**TASK STATEMENT**
Retype, word for word, the lines from the one containing "[locate] white ceiling" through the last line, including both.

Start of SUPPLIED DATA

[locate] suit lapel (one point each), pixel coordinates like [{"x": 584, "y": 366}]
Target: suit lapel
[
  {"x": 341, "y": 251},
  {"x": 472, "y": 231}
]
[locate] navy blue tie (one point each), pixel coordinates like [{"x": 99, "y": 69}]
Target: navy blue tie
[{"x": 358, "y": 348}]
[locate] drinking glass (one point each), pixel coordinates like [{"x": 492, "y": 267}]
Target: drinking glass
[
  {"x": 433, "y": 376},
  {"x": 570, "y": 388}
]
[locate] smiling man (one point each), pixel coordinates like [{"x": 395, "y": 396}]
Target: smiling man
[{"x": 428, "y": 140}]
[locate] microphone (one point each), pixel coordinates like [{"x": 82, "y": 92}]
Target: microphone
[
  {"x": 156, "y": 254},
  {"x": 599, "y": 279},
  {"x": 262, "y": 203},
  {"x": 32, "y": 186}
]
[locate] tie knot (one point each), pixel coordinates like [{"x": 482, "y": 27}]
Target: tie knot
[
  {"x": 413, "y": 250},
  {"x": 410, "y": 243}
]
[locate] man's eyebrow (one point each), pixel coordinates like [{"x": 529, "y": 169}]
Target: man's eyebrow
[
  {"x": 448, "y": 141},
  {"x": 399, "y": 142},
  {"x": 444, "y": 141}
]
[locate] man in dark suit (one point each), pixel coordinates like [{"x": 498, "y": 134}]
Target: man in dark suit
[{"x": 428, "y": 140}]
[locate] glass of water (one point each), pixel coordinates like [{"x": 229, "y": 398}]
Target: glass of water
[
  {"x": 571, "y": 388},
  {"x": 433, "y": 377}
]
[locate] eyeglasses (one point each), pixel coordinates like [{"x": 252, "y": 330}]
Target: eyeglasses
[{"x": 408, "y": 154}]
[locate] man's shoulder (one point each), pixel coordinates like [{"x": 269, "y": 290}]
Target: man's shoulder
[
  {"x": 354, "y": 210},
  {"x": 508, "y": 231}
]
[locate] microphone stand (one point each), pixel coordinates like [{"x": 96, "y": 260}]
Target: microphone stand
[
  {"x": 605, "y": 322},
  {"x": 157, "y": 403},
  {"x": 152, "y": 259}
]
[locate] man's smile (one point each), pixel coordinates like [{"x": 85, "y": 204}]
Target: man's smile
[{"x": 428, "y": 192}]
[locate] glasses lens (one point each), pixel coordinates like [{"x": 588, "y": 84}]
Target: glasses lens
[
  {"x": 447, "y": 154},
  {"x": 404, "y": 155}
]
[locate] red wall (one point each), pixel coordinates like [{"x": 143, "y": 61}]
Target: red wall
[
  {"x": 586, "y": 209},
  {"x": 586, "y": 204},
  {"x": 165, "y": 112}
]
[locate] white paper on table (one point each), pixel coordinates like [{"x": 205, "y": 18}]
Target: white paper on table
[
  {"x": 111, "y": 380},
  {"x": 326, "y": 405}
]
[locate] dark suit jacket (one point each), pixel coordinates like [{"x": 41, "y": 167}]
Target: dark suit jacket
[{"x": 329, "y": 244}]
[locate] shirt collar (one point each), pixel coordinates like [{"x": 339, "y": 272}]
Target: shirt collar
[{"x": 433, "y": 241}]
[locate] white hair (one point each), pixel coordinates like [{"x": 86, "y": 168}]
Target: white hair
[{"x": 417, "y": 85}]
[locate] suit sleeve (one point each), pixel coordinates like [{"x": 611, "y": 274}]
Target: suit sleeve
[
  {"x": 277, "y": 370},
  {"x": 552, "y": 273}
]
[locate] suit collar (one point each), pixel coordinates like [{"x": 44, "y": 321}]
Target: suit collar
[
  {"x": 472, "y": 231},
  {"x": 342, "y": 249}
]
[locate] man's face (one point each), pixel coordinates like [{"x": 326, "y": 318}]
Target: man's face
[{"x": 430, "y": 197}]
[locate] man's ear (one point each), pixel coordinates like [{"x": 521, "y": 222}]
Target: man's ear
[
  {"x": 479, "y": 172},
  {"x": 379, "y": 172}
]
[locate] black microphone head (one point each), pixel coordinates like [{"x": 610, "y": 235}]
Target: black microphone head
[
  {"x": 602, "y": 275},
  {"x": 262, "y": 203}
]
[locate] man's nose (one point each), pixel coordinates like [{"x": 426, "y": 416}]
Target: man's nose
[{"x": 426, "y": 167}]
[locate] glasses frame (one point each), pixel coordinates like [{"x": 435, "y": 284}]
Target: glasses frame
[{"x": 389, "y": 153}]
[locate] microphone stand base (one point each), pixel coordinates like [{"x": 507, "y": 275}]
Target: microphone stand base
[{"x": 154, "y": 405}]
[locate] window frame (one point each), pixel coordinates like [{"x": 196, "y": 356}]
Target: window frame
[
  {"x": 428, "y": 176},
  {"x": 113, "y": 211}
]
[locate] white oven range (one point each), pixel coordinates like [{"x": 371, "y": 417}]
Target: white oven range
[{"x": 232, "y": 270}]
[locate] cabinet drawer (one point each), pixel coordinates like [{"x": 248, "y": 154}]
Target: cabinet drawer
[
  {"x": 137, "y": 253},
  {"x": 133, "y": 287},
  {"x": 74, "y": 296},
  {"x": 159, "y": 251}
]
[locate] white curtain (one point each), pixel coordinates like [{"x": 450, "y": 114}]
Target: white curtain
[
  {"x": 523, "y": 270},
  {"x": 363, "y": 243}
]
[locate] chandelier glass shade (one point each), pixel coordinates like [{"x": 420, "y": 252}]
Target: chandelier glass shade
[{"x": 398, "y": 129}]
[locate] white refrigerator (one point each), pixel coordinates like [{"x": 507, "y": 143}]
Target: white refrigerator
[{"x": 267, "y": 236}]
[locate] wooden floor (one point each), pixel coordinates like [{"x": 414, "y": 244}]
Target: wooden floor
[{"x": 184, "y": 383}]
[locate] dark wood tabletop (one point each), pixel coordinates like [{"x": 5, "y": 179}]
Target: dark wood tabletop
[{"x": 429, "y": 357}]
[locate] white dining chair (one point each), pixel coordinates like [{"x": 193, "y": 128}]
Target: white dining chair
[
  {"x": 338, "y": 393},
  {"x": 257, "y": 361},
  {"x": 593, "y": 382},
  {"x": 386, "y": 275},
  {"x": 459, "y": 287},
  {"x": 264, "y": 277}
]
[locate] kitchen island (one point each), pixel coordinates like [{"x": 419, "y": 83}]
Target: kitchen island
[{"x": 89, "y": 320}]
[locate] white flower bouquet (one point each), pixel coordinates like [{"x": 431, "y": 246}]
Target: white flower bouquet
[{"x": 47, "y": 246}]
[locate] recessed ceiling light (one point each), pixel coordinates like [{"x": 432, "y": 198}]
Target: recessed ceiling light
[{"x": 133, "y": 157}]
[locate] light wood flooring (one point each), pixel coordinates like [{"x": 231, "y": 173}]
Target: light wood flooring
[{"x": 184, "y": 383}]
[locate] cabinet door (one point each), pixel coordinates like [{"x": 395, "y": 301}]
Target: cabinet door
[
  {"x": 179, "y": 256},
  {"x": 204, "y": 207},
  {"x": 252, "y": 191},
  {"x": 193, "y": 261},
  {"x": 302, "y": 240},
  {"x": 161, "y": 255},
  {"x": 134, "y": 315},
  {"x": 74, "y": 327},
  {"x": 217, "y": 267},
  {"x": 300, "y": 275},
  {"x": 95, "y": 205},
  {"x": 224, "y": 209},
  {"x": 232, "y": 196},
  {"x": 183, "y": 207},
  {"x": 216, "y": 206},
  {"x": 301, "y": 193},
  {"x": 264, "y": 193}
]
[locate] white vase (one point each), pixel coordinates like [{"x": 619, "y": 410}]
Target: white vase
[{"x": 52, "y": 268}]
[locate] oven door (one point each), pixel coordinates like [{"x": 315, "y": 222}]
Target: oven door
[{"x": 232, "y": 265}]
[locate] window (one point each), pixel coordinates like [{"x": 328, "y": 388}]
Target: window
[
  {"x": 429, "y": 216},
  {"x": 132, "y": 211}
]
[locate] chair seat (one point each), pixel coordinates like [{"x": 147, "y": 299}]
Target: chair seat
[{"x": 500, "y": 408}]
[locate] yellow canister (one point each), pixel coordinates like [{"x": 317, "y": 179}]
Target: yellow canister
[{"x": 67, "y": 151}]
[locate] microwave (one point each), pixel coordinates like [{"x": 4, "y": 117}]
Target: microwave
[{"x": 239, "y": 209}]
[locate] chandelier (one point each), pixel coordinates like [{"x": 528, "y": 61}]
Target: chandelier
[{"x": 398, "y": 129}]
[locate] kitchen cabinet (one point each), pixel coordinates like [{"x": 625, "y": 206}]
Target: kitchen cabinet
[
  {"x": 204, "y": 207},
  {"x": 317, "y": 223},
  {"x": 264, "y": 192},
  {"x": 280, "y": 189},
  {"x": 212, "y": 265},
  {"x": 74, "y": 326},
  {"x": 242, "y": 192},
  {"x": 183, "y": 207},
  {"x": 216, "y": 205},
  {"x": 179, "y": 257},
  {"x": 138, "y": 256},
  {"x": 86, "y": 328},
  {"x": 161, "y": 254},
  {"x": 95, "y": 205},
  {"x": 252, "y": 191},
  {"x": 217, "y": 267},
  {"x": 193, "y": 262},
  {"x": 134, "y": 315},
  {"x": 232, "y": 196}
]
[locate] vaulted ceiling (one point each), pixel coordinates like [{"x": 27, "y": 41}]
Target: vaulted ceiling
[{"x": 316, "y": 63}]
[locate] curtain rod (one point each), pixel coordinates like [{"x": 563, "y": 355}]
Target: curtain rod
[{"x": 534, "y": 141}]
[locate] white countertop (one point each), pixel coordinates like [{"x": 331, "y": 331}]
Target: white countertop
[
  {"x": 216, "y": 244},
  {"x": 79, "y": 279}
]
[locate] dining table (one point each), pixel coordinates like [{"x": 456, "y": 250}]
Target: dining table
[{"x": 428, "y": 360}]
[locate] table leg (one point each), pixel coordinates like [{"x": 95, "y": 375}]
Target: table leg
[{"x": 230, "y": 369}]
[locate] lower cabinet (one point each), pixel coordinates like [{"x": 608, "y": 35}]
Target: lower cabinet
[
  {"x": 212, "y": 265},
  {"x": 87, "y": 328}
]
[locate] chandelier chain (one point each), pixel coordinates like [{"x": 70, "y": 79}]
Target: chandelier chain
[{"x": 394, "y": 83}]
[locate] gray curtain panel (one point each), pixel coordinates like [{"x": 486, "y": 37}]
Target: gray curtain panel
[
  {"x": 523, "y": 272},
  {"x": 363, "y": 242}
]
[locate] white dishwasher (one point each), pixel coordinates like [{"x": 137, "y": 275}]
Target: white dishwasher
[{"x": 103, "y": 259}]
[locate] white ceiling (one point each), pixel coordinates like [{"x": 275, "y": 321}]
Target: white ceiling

End of SUPPLIED DATA

**RESPONSE**
[locate] white ceiling (one point each), pixel coordinates like [{"x": 275, "y": 321}]
Target: white ceiling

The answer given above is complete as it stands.